• _Point-based annotation data_:
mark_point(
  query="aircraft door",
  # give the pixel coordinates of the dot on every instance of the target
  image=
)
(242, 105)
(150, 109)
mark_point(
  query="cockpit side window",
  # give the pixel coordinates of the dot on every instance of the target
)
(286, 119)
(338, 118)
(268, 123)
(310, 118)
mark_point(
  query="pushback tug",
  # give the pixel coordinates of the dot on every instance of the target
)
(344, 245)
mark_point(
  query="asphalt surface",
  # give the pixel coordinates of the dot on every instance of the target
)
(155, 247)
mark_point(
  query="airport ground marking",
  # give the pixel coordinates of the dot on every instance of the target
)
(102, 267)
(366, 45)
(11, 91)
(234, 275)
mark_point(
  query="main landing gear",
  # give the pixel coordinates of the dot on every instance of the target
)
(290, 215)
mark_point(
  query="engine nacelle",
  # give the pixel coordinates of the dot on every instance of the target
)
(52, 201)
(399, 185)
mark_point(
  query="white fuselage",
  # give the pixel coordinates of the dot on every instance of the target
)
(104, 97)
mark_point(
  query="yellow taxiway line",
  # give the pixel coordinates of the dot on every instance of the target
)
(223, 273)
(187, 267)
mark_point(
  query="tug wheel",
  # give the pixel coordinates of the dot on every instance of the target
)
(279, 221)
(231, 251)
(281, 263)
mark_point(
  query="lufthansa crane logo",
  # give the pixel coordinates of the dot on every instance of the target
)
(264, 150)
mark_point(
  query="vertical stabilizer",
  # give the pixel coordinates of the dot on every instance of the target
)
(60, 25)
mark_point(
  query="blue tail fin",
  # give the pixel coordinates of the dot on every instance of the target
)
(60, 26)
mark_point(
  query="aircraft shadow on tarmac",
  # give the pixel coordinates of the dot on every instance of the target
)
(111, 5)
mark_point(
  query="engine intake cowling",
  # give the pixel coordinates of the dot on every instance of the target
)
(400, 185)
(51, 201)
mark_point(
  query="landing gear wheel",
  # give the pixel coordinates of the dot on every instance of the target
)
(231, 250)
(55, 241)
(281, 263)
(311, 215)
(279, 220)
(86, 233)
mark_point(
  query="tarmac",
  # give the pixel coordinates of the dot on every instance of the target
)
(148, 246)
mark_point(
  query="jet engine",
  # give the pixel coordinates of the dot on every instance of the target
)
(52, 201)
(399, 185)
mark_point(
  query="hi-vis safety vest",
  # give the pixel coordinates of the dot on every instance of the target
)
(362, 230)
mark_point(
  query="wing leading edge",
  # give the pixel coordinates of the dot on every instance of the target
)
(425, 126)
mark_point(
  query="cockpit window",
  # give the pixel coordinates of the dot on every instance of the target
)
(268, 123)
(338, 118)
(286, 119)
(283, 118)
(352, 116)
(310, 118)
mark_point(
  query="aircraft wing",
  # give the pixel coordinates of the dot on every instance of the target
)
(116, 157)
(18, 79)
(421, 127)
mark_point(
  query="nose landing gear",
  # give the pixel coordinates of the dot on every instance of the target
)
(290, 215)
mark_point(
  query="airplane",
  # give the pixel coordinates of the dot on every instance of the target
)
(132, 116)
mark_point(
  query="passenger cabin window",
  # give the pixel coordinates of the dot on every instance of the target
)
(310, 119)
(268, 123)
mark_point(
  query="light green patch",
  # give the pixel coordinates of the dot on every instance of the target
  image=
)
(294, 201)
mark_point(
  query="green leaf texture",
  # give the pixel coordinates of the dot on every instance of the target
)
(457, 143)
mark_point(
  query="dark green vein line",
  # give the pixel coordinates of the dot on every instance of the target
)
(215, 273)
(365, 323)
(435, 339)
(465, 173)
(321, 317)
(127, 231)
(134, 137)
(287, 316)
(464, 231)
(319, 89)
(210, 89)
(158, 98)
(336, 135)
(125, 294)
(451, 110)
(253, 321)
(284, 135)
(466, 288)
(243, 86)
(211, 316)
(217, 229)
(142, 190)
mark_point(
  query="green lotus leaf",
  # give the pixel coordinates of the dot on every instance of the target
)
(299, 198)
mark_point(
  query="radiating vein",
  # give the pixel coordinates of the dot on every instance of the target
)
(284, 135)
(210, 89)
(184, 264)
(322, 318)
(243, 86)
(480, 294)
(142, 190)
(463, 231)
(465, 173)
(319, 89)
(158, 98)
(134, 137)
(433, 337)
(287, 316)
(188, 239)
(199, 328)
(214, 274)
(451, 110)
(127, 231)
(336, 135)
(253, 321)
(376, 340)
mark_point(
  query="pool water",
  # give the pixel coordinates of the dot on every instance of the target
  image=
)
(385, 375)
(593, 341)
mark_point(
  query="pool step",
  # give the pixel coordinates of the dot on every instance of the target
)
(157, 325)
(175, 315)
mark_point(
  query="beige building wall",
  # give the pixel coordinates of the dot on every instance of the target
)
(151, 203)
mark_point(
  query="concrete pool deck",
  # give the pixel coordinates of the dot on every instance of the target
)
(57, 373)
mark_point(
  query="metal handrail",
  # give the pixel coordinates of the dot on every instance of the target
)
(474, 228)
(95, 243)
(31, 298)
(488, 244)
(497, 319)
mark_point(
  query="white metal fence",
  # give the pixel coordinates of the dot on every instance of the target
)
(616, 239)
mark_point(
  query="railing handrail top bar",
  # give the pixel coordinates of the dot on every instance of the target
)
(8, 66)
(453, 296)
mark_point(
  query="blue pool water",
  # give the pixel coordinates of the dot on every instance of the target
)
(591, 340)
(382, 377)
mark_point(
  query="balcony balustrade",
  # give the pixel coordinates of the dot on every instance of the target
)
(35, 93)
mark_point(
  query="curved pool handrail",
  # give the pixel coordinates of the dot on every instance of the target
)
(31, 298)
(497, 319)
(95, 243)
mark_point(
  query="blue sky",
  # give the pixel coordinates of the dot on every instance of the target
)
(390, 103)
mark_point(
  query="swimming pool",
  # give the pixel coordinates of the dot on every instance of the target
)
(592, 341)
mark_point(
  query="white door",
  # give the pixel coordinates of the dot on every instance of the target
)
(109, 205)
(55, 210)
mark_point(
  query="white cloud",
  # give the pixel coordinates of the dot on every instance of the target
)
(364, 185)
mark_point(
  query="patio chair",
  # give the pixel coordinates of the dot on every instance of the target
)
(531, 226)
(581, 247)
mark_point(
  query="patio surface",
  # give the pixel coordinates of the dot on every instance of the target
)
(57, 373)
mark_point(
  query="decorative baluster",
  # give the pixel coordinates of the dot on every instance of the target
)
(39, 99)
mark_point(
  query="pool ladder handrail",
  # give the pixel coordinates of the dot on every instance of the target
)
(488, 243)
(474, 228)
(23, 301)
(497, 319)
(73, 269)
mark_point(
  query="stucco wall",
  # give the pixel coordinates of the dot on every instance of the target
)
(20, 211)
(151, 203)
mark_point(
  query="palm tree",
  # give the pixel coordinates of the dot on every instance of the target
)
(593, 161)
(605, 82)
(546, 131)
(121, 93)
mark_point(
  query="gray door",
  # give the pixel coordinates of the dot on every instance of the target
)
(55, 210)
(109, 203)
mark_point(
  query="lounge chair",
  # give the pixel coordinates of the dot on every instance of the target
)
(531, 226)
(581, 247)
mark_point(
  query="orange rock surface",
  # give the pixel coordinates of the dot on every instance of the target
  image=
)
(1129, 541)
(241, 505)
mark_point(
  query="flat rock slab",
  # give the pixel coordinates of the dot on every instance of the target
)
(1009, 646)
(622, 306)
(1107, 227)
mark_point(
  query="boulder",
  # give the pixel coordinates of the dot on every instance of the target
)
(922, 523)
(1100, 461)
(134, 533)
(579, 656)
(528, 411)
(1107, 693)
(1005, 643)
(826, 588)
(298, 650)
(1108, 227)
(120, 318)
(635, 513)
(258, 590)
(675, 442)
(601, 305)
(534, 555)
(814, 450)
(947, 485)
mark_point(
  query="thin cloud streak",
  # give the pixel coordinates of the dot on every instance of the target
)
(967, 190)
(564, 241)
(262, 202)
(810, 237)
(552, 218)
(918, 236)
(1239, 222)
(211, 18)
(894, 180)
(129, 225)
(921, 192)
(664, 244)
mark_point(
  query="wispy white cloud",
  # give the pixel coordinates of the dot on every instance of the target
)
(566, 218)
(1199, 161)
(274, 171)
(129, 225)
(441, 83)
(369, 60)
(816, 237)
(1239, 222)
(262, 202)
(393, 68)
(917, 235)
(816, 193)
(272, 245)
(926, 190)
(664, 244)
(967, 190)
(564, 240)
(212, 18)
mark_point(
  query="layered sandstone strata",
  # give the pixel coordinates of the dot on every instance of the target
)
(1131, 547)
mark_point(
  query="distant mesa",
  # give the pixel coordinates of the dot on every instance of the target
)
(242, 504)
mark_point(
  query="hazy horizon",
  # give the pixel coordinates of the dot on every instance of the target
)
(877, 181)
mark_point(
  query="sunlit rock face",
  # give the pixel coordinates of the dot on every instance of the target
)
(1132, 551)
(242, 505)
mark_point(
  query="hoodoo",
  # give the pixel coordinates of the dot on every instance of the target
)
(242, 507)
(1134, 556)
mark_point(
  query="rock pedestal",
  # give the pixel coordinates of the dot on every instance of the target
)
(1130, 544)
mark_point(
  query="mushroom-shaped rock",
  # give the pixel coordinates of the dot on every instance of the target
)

• _To be done_: List each line in the records above that contains the word "leaf".

• _The response_:
  query="green leaf texture",
  query="green lotus leaf",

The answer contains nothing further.